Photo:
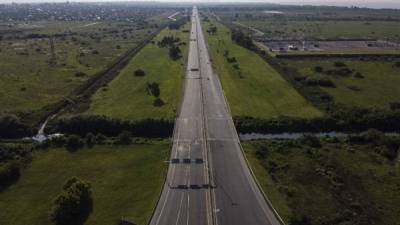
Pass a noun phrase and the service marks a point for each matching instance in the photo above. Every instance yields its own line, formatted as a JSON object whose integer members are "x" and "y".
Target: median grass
{"x": 253, "y": 87}
{"x": 127, "y": 97}
{"x": 376, "y": 87}
{"x": 309, "y": 185}
{"x": 125, "y": 183}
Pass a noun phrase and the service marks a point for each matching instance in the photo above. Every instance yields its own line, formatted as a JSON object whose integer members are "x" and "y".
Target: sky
{"x": 359, "y": 3}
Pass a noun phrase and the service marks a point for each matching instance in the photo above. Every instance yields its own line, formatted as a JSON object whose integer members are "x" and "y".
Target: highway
{"x": 208, "y": 181}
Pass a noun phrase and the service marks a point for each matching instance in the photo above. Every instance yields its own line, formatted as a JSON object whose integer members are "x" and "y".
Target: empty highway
{"x": 208, "y": 181}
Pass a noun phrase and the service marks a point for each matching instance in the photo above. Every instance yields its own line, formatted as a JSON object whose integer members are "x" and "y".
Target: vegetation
{"x": 127, "y": 97}
{"x": 263, "y": 92}
{"x": 360, "y": 82}
{"x": 120, "y": 170}
{"x": 74, "y": 203}
{"x": 312, "y": 181}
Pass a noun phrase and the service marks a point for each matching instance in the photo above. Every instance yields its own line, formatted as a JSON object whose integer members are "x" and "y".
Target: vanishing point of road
{"x": 208, "y": 181}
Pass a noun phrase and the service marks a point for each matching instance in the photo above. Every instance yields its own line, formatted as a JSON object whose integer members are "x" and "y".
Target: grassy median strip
{"x": 125, "y": 182}
{"x": 128, "y": 96}
{"x": 252, "y": 87}
{"x": 311, "y": 181}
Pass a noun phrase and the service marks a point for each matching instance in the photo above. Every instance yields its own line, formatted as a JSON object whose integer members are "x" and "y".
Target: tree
{"x": 74, "y": 142}
{"x": 90, "y": 139}
{"x": 139, "y": 73}
{"x": 125, "y": 138}
{"x": 174, "y": 52}
{"x": 74, "y": 203}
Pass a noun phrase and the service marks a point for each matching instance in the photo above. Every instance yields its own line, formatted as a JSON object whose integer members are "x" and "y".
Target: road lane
{"x": 208, "y": 180}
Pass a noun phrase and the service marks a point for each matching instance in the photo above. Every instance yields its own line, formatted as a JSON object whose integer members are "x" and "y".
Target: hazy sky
{"x": 360, "y": 3}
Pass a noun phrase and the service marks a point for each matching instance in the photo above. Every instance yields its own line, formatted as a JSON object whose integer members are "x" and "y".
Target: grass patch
{"x": 34, "y": 75}
{"x": 252, "y": 87}
{"x": 127, "y": 96}
{"x": 126, "y": 182}
{"x": 370, "y": 83}
{"x": 324, "y": 185}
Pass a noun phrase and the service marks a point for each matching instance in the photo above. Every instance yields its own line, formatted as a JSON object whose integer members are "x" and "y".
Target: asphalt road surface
{"x": 208, "y": 181}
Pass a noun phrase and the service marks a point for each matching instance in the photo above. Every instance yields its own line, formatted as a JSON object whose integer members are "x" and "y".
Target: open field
{"x": 323, "y": 185}
{"x": 127, "y": 96}
{"x": 42, "y": 62}
{"x": 376, "y": 87}
{"x": 125, "y": 182}
{"x": 316, "y": 22}
{"x": 253, "y": 88}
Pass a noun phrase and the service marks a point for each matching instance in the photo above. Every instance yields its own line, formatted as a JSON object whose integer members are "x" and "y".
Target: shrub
{"x": 319, "y": 69}
{"x": 358, "y": 75}
{"x": 125, "y": 138}
{"x": 90, "y": 139}
{"x": 74, "y": 203}
{"x": 139, "y": 73}
{"x": 9, "y": 173}
{"x": 73, "y": 143}
{"x": 339, "y": 64}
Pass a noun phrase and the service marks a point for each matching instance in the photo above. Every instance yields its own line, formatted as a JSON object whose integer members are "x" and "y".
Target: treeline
{"x": 340, "y": 120}
{"x": 12, "y": 127}
{"x": 82, "y": 125}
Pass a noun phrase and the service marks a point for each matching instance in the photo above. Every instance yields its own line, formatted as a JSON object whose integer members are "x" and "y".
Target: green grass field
{"x": 327, "y": 29}
{"x": 126, "y": 97}
{"x": 378, "y": 88}
{"x": 33, "y": 76}
{"x": 324, "y": 185}
{"x": 255, "y": 89}
{"x": 125, "y": 181}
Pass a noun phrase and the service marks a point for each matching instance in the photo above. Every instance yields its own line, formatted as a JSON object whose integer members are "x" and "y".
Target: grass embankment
{"x": 125, "y": 182}
{"x": 33, "y": 75}
{"x": 127, "y": 97}
{"x": 254, "y": 88}
{"x": 324, "y": 185}
{"x": 377, "y": 86}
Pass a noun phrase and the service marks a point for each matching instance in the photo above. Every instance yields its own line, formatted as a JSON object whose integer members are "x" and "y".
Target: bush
{"x": 139, "y": 73}
{"x": 9, "y": 173}
{"x": 319, "y": 69}
{"x": 124, "y": 138}
{"x": 90, "y": 139}
{"x": 73, "y": 205}
{"x": 73, "y": 143}
{"x": 339, "y": 64}
{"x": 359, "y": 75}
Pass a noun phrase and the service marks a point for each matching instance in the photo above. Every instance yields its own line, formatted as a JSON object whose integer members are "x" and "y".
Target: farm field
{"x": 253, "y": 88}
{"x": 43, "y": 62}
{"x": 128, "y": 96}
{"x": 377, "y": 85}
{"x": 125, "y": 182}
{"x": 323, "y": 185}
{"x": 327, "y": 29}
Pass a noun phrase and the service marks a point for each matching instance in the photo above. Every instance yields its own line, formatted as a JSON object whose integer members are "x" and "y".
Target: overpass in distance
{"x": 208, "y": 181}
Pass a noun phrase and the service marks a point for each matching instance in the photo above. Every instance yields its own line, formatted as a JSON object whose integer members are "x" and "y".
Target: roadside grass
{"x": 324, "y": 185}
{"x": 326, "y": 29}
{"x": 29, "y": 81}
{"x": 125, "y": 183}
{"x": 126, "y": 97}
{"x": 378, "y": 88}
{"x": 254, "y": 88}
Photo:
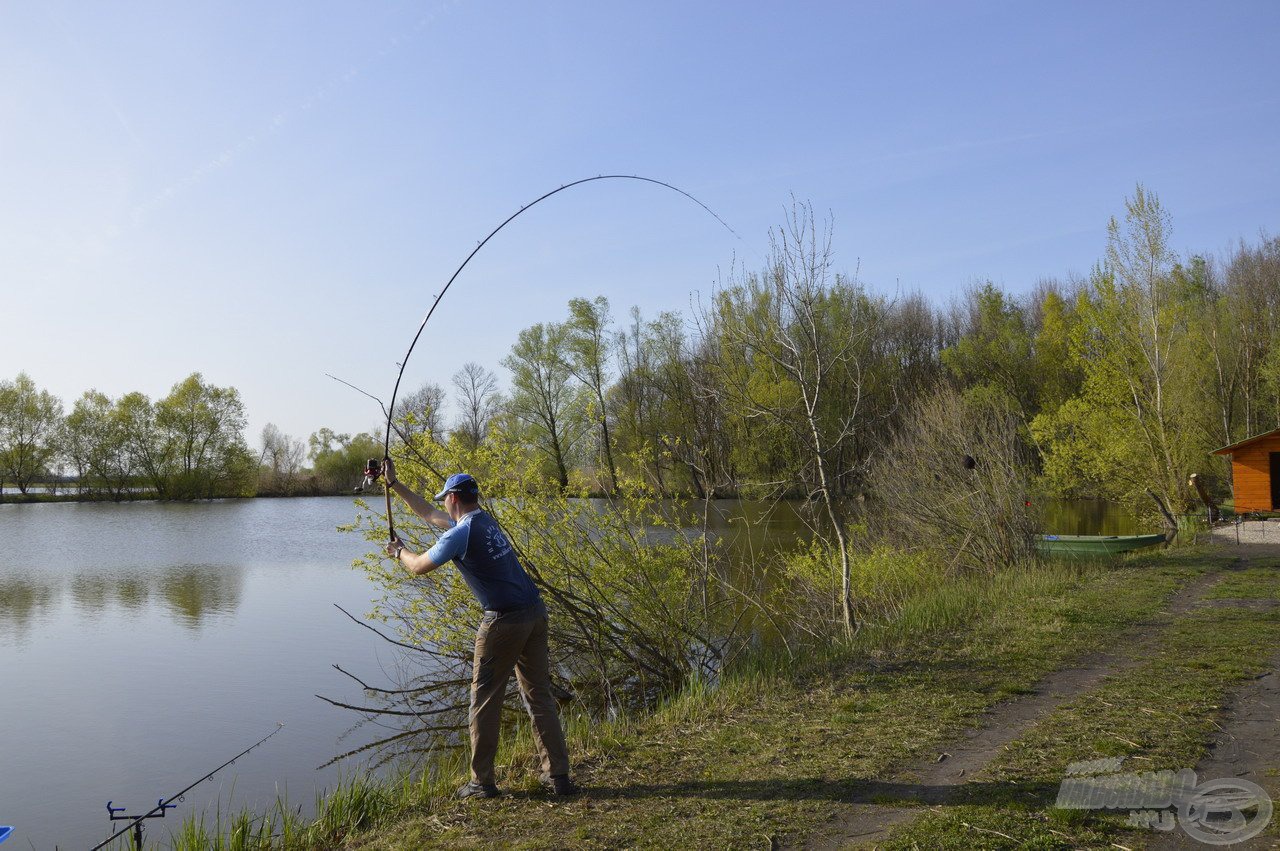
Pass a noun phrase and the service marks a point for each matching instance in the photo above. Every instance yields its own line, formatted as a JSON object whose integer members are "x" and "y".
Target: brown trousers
{"x": 506, "y": 641}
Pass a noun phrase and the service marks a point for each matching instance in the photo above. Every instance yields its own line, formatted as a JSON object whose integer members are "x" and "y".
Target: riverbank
{"x": 846, "y": 745}
{"x": 150, "y": 497}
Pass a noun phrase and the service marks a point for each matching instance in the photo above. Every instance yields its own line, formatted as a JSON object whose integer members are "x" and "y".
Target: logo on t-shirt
{"x": 497, "y": 545}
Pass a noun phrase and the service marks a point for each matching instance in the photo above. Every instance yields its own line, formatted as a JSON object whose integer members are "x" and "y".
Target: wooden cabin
{"x": 1255, "y": 472}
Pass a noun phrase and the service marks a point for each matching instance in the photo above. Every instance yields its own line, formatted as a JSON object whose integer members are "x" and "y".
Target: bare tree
{"x": 423, "y": 412}
{"x": 799, "y": 326}
{"x": 282, "y": 456}
{"x": 476, "y": 399}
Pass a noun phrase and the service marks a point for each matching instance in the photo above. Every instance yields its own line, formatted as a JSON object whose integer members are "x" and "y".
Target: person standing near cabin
{"x": 512, "y": 634}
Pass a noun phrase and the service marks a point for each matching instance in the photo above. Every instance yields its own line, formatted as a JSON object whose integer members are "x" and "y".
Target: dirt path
{"x": 867, "y": 822}
{"x": 1247, "y": 745}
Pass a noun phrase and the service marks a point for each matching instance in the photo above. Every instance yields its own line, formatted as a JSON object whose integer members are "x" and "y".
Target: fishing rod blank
{"x": 159, "y": 809}
{"x": 391, "y": 408}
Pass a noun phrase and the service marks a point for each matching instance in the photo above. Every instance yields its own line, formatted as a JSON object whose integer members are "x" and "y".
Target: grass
{"x": 1159, "y": 715}
{"x": 782, "y": 744}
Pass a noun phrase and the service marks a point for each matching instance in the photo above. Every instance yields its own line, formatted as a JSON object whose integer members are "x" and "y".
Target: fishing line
{"x": 391, "y": 408}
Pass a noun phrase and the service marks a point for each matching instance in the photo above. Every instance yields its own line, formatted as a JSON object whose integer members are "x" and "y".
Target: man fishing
{"x": 512, "y": 634}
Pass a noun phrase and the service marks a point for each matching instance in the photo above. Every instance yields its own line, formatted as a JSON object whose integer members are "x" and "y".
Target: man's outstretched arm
{"x": 416, "y": 503}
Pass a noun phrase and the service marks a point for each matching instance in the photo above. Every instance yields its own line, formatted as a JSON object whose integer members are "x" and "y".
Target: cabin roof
{"x": 1226, "y": 451}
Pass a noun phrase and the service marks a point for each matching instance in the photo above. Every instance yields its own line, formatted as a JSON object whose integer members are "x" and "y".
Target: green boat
{"x": 1093, "y": 545}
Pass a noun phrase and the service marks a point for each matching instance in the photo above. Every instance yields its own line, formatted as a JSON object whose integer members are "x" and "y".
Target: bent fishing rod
{"x": 373, "y": 471}
{"x": 165, "y": 801}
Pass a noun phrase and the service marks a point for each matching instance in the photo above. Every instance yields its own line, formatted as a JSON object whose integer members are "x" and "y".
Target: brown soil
{"x": 867, "y": 822}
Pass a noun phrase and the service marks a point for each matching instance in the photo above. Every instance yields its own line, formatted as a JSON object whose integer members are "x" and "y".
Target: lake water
{"x": 144, "y": 644}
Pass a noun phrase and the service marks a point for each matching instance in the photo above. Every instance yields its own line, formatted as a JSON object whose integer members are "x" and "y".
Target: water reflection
{"x": 23, "y": 599}
{"x": 191, "y": 594}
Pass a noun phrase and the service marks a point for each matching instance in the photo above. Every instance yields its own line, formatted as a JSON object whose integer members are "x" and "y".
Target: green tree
{"x": 338, "y": 460}
{"x": 586, "y": 355}
{"x": 145, "y": 448}
{"x": 30, "y": 421}
{"x": 95, "y": 445}
{"x": 202, "y": 428}
{"x": 993, "y": 353}
{"x": 1138, "y": 421}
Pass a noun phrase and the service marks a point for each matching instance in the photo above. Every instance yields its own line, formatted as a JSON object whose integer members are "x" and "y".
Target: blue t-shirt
{"x": 487, "y": 562}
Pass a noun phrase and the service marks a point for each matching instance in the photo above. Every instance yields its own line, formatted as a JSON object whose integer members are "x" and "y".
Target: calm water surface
{"x": 144, "y": 644}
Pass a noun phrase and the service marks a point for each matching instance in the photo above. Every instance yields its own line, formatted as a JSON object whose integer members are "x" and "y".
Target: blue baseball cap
{"x": 460, "y": 483}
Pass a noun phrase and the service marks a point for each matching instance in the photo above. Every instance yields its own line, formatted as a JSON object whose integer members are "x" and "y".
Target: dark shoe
{"x": 561, "y": 785}
{"x": 479, "y": 790}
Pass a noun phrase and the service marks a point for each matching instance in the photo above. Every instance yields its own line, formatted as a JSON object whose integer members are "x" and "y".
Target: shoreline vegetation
{"x": 732, "y": 699}
{"x": 778, "y": 749}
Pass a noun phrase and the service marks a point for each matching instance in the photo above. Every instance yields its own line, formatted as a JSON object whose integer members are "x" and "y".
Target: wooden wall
{"x": 1251, "y": 475}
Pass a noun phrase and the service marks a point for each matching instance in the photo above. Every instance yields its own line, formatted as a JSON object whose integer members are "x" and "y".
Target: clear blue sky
{"x": 268, "y": 192}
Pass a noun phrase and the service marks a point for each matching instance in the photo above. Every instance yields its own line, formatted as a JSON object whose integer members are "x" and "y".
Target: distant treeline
{"x": 789, "y": 379}
{"x": 187, "y": 445}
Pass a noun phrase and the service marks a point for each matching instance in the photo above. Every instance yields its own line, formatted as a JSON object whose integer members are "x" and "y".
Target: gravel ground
{"x": 1258, "y": 535}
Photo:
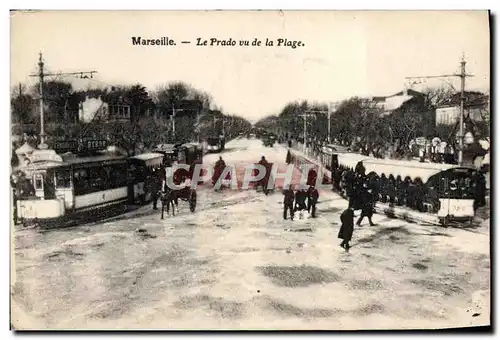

+ + +

> **Task details**:
Print exactly the span of lines that begins with the line containing "Target: distant treeline" and ends with the last line of the listing, with no pictures.

> **Response area**:
Target: distant treeline
{"x": 789, "y": 379}
{"x": 187, "y": 445}
Pass a noun phrase and the service marks a point for each matching instance in the photo above. Every instance yields its own line, formatted as a JSON object whose integer members are "x" and "y".
Target: gravel ground
{"x": 1258, "y": 535}
Photo:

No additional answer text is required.